Can you write out every line of the records below again, requests included, with 143 added to each bounding box coordinate?
--*--
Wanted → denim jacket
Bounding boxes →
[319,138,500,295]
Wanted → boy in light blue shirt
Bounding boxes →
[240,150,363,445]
--*--
> [EXERCISE OUTPUT]:
Wanted → denim jacket
Bounding boxes →
[462,281,643,438]
Wanted → boy in light blue shirt
Bounding boxes →
[383,293,506,588]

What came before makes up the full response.